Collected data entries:

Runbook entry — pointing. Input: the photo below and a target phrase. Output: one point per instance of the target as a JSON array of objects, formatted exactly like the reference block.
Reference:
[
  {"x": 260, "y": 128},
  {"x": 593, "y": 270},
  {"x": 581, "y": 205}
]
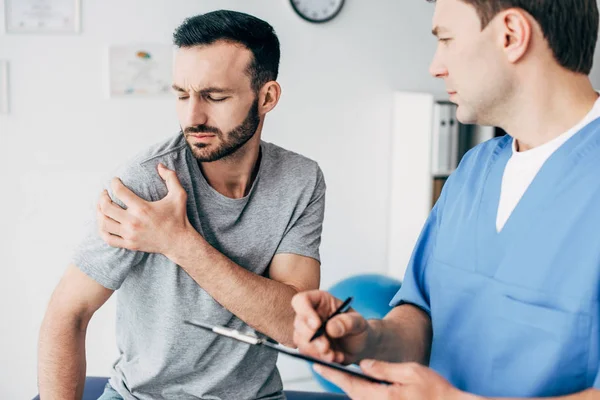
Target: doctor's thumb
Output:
[{"x": 346, "y": 324}]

SHORT EXERCISE: Render every line of the listing above as a numbered list, skipping blank lines and leaving out any pictures.

ANSWER TO THIS PROBLEM:
1. Runbook entry — pointing. Input: the photo below and a target phrase. Output: one point per instance of the target as a JSON array of objects, formatted exactly like the reference block.
2. Reference:
3. [
4.   {"x": 260, "y": 128},
5.   {"x": 593, "y": 270},
6.   {"x": 581, "y": 205}
7. ]
8. Target: doctor's thumb
9. Output:
10. [{"x": 346, "y": 324}]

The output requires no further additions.